**Saved data entries**
• • •

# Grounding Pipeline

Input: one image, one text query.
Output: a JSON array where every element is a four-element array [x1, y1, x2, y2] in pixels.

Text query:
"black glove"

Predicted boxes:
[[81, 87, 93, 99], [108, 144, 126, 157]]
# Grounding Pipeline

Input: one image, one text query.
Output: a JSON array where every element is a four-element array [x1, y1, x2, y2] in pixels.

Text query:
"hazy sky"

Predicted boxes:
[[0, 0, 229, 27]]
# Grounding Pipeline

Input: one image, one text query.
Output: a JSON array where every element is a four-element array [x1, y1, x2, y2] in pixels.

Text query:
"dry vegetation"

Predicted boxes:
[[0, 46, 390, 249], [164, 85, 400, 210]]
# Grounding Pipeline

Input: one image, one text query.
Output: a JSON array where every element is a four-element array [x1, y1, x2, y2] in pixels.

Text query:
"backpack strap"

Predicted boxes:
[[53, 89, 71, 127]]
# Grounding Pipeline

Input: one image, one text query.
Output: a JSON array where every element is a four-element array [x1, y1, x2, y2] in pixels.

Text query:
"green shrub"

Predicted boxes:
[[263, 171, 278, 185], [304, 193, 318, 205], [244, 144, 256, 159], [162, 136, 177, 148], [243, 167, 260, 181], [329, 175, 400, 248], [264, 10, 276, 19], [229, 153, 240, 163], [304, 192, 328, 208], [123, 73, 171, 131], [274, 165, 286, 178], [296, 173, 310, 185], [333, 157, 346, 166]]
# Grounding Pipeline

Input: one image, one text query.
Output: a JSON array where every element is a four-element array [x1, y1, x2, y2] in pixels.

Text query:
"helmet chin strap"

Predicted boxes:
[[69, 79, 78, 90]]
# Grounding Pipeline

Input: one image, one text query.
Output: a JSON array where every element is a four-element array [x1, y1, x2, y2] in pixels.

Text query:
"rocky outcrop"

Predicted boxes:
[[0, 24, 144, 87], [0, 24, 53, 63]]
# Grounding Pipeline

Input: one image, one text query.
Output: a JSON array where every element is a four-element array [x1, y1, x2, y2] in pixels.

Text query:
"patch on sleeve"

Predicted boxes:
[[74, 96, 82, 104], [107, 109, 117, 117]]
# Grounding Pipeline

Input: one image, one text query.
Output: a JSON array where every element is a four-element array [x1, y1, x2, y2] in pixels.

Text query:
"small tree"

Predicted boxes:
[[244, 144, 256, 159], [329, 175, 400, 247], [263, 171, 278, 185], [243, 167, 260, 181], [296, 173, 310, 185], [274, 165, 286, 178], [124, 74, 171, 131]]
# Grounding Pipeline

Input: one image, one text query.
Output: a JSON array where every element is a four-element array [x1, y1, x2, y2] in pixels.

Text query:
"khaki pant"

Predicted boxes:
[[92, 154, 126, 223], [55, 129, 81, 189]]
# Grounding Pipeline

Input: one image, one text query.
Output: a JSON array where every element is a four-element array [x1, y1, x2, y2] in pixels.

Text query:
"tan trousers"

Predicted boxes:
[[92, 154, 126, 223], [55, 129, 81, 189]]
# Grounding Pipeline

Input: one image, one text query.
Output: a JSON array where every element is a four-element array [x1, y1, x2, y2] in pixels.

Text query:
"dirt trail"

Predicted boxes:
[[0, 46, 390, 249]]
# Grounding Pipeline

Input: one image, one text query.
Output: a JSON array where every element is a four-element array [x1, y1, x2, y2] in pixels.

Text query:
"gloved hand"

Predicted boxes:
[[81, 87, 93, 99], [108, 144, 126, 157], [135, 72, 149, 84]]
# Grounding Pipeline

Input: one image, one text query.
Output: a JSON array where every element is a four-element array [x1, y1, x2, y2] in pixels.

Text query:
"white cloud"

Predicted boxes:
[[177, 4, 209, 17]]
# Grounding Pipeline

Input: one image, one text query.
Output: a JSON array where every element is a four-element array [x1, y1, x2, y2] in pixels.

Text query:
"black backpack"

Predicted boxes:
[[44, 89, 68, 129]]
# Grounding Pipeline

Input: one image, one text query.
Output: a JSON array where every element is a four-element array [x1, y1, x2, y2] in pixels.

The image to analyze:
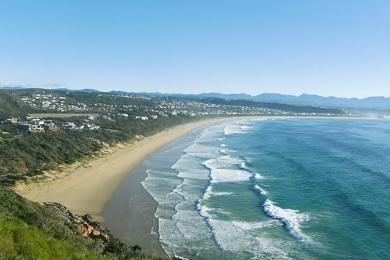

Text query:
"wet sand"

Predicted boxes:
[[15, 119, 224, 221]]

• • •

**Aim of the task**
Reproduce the rows from the very beginning down to the line containing "[[81, 87, 93, 99], [108, 144, 126, 157]]", inclusive, keeping all other text unchanged. Raise every box coordinate in the answers by 139.

**Result for this exercise**
# Grounding Pipeline

Input: one image, one text query.
Output: a JSON array where every element is a four-element array [x1, y1, x2, y2] in pixels.

Text query:
"black glove"

Predicted boxes:
[[220, 226, 232, 238], [247, 283, 265, 296]]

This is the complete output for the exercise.